From the line with "shaped like [1222,539]." to the line with "shaped like [1093,440].", retype every line exactly, including those two, and leave out the rest of the data below.
SUPPLIED ENTRIES Start Marker
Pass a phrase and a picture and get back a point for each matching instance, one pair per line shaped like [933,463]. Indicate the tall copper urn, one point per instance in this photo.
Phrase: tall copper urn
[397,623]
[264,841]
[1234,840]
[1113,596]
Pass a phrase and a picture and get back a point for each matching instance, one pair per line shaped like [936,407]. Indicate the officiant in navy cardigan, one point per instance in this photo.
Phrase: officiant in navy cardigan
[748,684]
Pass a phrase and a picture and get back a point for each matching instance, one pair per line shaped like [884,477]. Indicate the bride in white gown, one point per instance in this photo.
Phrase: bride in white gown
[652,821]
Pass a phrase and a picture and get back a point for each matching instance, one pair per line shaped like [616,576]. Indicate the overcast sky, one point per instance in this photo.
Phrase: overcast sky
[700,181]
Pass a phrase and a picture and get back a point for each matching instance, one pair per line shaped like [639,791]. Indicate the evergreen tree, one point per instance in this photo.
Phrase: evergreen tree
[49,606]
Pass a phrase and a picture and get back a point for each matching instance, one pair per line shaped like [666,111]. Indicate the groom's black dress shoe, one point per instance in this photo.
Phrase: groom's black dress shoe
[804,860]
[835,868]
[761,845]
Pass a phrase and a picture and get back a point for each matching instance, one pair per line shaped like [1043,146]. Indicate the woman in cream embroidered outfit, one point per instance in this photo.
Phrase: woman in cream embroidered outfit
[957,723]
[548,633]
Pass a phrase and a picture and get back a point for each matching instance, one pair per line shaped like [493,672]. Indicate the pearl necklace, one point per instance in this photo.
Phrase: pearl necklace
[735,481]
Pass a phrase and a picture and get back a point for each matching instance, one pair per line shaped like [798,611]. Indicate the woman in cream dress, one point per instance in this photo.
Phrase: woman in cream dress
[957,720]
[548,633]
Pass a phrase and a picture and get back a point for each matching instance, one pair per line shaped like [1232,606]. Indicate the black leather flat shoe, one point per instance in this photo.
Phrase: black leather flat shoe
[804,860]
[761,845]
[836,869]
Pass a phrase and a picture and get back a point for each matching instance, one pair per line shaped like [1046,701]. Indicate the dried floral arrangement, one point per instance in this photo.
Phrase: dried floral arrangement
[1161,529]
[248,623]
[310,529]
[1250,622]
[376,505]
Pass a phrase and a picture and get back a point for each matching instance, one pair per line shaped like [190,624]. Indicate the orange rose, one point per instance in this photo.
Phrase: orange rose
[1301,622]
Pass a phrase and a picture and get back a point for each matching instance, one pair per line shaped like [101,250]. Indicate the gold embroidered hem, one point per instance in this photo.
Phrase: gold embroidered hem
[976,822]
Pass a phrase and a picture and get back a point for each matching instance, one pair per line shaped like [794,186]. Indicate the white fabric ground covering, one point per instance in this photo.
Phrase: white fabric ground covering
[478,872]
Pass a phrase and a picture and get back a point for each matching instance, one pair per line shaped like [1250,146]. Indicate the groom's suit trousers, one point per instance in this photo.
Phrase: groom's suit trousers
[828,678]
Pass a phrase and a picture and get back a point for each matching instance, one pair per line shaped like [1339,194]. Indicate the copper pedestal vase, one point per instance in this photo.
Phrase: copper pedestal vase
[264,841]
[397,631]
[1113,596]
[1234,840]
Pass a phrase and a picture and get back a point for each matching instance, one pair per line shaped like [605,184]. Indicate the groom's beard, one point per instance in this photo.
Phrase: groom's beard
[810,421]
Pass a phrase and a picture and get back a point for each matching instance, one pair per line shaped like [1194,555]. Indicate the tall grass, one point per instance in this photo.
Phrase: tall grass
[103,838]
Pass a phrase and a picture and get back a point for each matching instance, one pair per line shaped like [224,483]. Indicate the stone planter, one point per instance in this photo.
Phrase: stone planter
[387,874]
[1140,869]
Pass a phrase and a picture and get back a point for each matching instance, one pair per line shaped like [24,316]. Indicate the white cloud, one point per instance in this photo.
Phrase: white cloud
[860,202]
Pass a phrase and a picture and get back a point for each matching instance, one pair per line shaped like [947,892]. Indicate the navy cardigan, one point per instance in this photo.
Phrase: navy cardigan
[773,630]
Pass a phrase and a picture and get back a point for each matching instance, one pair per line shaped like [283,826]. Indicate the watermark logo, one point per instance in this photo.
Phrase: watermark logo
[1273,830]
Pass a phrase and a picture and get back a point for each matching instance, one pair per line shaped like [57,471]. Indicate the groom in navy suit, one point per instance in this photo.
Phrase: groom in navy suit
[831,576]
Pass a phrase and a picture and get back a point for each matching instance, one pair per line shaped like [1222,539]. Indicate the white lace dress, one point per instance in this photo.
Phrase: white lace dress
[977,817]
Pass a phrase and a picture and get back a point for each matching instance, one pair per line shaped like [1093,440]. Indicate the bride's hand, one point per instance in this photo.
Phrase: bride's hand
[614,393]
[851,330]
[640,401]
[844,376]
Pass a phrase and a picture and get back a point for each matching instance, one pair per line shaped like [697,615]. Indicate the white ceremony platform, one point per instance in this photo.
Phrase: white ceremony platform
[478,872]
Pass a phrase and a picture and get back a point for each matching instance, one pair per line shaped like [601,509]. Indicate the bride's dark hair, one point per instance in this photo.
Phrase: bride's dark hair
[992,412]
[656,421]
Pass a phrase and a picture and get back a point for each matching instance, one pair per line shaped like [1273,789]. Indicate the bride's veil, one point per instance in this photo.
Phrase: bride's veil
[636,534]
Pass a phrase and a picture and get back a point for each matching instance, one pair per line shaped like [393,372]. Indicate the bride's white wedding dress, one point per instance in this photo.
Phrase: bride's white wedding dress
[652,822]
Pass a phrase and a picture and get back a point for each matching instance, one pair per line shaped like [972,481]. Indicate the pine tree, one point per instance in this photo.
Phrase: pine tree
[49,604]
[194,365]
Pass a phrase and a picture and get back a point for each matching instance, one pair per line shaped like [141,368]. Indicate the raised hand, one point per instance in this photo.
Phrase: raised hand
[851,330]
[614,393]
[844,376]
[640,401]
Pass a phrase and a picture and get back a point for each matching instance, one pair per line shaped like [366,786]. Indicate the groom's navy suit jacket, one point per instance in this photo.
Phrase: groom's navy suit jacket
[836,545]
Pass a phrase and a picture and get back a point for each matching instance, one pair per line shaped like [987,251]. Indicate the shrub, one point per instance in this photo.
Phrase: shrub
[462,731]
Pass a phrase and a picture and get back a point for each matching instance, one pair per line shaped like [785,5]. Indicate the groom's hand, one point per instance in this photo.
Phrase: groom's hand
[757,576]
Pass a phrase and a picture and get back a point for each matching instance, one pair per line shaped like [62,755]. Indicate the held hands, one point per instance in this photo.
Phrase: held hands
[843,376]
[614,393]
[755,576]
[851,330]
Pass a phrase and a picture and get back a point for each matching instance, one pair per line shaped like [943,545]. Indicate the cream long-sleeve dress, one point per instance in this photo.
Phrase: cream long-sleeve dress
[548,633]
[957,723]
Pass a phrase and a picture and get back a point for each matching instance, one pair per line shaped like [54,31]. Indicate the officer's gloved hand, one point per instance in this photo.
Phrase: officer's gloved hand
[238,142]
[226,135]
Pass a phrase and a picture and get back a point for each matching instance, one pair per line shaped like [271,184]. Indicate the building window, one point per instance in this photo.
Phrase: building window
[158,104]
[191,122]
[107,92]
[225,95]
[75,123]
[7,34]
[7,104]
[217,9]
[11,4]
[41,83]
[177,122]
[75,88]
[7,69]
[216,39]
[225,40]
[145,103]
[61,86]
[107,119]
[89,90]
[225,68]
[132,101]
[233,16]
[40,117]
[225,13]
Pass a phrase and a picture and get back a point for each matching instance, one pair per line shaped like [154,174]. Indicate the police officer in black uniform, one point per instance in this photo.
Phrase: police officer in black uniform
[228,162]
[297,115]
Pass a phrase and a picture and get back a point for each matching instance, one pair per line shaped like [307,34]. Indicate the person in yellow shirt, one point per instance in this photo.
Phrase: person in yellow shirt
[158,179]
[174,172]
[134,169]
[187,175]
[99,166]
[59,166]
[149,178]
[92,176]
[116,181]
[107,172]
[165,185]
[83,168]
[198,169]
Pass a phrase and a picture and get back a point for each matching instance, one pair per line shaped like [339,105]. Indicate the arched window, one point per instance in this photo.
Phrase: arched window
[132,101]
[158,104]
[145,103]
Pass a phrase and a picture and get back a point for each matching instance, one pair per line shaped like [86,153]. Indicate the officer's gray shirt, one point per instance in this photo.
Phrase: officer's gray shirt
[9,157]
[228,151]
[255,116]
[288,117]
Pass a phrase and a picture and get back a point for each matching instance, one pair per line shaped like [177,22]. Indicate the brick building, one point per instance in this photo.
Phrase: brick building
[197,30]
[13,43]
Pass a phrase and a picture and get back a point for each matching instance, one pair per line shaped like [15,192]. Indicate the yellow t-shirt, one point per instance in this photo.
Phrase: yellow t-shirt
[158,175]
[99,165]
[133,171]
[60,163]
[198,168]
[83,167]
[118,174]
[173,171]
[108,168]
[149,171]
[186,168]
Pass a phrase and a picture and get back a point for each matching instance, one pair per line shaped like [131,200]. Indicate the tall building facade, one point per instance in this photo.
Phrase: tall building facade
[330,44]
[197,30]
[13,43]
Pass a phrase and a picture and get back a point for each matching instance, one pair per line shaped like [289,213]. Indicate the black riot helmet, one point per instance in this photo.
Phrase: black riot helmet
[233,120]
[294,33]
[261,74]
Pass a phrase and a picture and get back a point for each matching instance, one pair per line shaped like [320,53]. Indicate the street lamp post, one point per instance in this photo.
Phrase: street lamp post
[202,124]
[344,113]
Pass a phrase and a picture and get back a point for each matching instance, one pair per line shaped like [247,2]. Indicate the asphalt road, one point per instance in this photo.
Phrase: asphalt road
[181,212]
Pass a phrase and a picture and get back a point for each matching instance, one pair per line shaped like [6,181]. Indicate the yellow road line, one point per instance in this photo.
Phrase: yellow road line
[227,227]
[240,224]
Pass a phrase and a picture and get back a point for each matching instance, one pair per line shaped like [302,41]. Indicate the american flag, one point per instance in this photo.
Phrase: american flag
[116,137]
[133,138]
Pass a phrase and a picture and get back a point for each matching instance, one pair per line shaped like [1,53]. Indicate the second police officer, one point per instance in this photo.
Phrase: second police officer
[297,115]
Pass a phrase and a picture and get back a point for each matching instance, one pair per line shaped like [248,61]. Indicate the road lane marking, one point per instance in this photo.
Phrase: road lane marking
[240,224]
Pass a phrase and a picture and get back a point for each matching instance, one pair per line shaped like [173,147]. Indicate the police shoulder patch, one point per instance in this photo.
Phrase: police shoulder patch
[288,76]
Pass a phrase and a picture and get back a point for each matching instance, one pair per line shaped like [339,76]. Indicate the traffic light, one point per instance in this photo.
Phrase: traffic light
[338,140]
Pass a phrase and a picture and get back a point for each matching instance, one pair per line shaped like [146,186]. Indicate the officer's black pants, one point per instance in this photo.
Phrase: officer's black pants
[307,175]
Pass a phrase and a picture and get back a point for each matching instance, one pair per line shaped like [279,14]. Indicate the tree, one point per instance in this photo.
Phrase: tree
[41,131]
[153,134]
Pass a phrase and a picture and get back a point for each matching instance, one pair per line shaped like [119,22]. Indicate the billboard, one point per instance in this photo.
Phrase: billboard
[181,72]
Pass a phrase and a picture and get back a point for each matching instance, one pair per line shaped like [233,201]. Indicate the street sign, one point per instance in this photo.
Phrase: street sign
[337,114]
SUPPLIED ENTRIES End Marker
▶ SOLUTION BELOW:
Pass a phrase and a picture and get back a point for each matching instance, one pair per line shaped like [1222,539]. Indicate the white lace dress, one point per instance in this photo.
Phrase: white lace dress
[977,817]
Pass a phrase and a picture and get back a point for each matching instance, one pair per line shaped like [1093,440]. Indicate the bride's hand, one point per instance in this photo.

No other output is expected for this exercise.